What to produce:
Your response should be the lines from the one holding "# put a marker on the woman" to the last line of the data below, copied exactly and with no additions.

Region pointing data
§ §

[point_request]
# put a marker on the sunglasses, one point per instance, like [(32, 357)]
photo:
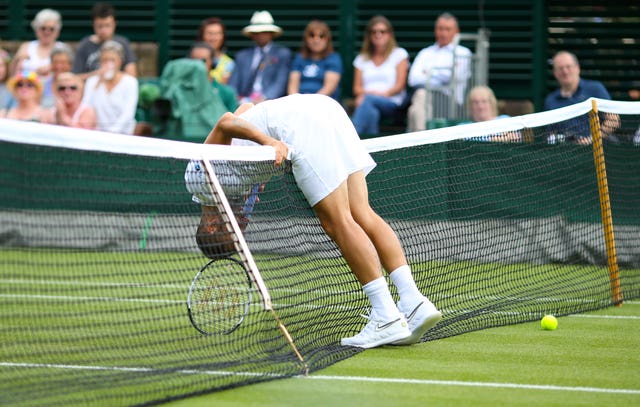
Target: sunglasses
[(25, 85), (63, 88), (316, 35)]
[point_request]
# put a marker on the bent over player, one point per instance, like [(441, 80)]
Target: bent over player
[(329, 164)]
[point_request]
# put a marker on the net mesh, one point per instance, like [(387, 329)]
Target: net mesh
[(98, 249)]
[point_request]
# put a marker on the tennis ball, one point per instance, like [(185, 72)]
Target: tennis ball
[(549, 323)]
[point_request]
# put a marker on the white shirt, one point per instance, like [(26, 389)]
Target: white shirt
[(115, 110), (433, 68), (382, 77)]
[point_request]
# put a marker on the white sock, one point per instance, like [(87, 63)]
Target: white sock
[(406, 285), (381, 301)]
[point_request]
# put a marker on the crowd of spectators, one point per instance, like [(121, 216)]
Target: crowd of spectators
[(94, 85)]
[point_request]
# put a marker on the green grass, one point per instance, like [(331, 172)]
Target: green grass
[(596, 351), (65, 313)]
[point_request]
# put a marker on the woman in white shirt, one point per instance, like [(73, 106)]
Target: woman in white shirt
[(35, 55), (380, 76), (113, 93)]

§ §

Completed task:
# put a marker on the woman in white shirt, one point per instance, like [(73, 106)]
Target: woman in white shirt
[(35, 55), (380, 76), (113, 93)]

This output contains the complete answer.